* _PROBLEM REQUIREMENTS_: Show each line of the source data below that contains the word "purple".

* _Source data_:
◇ ◇ ◇ ◇ ◇ ◇ ◇

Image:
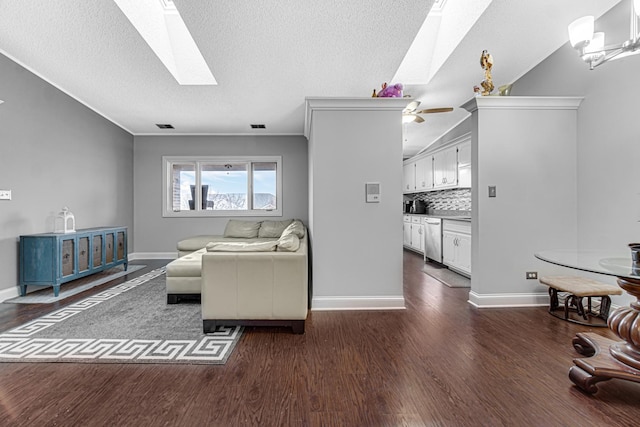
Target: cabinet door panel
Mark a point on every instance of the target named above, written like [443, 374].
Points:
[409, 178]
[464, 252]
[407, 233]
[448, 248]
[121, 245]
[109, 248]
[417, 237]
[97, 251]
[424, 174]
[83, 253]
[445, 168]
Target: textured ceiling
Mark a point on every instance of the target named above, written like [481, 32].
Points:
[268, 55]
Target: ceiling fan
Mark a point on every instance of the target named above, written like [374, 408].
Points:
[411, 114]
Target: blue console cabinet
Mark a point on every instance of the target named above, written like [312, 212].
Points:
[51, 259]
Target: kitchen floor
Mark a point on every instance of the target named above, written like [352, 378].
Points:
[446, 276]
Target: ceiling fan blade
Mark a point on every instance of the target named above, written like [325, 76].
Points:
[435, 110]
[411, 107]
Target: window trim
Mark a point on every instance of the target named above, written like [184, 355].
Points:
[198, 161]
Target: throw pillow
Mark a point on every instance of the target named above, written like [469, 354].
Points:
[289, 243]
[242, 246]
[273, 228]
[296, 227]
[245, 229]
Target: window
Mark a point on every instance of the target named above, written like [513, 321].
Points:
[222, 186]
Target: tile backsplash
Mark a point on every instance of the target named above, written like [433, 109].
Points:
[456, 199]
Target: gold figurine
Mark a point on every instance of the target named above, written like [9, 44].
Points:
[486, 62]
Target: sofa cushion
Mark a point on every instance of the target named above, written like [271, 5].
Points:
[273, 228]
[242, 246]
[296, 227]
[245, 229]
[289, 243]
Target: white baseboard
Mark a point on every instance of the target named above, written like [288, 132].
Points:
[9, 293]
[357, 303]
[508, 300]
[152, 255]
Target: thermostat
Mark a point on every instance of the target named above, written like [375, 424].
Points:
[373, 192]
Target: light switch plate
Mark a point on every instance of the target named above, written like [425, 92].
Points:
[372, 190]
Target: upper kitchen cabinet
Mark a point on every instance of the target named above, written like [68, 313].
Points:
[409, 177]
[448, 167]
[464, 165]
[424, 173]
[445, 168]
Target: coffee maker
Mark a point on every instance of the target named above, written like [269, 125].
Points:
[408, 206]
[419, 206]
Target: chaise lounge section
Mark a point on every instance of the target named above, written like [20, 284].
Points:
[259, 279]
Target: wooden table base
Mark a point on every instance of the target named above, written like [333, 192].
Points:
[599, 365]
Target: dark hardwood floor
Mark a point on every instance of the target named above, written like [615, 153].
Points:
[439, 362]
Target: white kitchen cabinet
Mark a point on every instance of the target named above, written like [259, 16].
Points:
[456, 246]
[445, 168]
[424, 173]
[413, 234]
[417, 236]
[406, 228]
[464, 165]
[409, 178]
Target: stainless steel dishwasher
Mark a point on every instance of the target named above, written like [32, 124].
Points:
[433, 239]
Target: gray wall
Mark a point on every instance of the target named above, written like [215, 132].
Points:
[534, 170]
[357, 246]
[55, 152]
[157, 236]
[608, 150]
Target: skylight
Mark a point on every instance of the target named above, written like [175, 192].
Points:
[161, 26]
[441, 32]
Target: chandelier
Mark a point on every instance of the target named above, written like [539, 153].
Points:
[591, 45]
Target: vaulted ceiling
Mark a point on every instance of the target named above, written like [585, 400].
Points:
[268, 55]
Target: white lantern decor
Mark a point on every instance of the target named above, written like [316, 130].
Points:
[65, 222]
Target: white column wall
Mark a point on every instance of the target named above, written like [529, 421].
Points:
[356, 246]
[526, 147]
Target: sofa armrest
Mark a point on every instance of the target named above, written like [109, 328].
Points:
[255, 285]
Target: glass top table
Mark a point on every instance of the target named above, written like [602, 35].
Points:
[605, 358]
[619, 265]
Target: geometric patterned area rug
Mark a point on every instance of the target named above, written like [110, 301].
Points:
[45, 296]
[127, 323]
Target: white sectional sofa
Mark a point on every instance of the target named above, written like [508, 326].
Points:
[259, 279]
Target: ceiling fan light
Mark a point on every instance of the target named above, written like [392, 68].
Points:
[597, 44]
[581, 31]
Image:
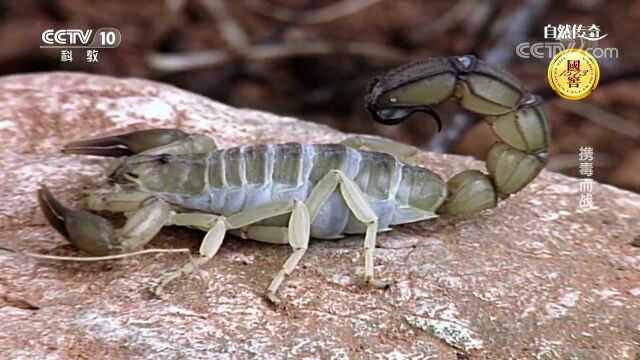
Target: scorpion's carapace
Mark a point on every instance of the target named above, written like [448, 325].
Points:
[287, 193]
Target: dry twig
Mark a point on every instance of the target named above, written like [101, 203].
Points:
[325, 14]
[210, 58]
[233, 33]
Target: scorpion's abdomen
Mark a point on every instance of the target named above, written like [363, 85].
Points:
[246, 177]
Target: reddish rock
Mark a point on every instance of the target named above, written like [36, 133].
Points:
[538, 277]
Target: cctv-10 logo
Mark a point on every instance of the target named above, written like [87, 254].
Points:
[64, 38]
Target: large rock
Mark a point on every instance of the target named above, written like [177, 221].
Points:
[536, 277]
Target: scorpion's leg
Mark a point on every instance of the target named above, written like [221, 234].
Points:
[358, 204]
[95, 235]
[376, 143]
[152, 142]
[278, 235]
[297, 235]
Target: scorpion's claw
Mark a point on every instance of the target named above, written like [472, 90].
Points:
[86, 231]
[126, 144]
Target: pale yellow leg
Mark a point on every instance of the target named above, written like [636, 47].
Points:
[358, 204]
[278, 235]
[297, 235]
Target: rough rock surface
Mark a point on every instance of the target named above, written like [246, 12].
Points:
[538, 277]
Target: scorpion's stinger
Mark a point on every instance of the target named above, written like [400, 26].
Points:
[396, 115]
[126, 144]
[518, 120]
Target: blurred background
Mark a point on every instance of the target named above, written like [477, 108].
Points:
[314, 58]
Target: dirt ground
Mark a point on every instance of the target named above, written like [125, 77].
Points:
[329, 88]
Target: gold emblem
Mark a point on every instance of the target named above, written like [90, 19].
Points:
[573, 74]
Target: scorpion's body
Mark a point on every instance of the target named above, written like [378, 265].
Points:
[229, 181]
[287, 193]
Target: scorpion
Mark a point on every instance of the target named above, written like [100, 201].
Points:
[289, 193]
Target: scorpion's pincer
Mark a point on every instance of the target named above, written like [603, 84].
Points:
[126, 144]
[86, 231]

◇ ◇ ◇ ◇ ◇ ◇ ◇

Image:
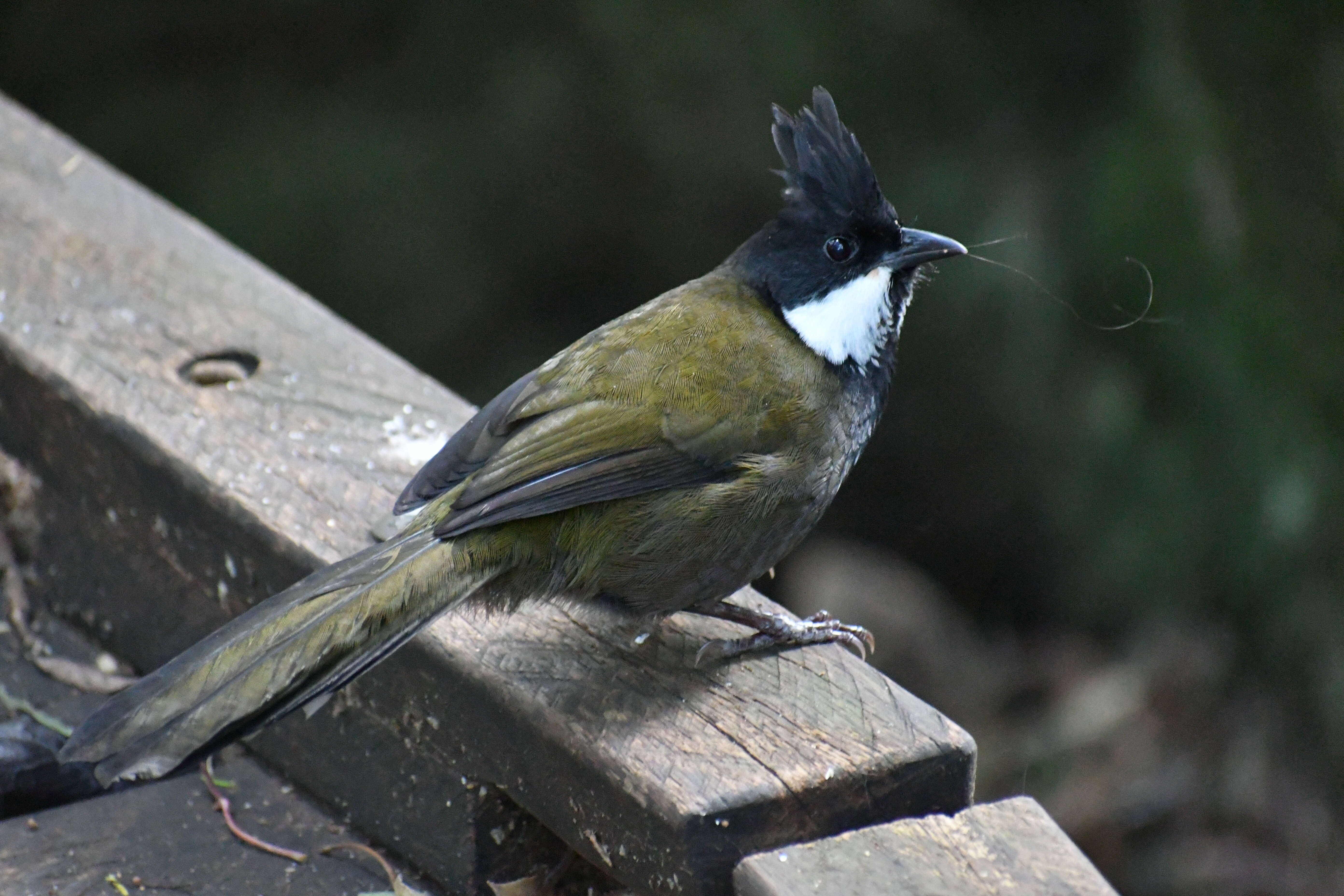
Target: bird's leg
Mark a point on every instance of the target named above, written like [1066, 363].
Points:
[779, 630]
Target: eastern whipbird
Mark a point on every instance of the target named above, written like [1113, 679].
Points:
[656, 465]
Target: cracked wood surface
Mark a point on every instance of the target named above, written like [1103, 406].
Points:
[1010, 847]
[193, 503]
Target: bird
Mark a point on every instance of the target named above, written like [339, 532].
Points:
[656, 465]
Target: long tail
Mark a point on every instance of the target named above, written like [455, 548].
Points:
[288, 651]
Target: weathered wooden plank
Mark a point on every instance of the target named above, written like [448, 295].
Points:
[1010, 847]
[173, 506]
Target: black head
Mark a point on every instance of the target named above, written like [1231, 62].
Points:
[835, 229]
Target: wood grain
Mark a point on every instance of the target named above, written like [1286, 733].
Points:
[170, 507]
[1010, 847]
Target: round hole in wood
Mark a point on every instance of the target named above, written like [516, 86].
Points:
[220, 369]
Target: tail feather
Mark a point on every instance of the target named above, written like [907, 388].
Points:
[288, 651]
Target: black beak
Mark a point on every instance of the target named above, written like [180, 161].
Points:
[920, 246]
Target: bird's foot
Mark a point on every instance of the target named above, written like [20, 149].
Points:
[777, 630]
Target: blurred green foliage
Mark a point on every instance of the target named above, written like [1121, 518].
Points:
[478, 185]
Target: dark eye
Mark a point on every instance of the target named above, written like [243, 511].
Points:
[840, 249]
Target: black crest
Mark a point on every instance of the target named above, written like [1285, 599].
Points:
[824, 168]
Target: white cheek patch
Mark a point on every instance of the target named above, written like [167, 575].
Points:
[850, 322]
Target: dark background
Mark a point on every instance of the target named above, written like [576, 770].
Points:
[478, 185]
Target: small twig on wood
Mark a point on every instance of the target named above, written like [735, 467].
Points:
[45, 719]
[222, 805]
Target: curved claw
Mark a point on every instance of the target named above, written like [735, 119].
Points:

◇ ◇ ◇ ◇ ◇ ◇ ◇

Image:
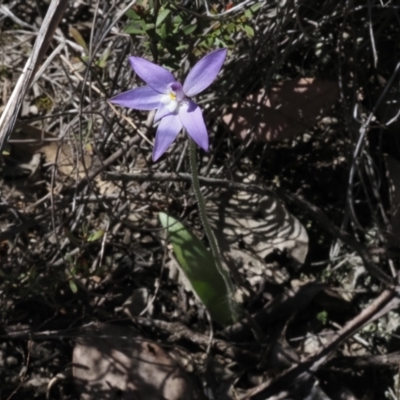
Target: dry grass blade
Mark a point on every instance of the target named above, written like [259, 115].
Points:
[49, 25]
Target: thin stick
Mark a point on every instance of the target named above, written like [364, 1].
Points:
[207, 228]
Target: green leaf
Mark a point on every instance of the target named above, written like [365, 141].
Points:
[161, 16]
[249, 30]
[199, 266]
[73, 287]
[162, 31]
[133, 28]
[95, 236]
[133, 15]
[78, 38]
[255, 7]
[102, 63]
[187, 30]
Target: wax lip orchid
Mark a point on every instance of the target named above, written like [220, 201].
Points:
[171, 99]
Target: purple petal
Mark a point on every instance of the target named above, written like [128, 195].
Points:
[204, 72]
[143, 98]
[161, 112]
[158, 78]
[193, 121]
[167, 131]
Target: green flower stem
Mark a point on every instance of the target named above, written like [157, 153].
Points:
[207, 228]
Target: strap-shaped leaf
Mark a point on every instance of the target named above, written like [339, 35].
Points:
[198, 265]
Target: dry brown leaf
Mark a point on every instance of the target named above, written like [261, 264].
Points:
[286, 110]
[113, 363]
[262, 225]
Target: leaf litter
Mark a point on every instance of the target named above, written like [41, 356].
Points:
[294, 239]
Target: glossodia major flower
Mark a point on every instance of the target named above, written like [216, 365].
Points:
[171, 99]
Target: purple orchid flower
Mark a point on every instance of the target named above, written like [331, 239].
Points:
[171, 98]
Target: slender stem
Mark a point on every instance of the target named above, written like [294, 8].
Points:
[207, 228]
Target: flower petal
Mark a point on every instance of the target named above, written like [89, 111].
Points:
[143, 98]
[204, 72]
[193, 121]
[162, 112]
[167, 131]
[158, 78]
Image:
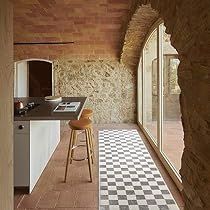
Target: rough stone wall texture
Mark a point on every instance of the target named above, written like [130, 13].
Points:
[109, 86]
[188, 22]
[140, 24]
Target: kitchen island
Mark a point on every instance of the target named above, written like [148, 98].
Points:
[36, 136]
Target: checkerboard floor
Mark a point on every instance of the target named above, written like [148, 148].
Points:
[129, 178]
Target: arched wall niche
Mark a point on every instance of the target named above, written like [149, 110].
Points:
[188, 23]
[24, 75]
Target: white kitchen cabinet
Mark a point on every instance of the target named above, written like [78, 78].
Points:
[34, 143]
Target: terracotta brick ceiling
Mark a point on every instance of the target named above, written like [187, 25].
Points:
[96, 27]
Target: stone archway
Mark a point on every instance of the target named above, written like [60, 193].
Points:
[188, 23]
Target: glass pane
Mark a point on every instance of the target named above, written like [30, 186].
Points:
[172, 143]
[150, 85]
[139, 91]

◇ ◇ ◇ ◇ ◇ ◇ ◇

* _THE RESPONSE_:
Target: purple petal
Target: purple orchid flower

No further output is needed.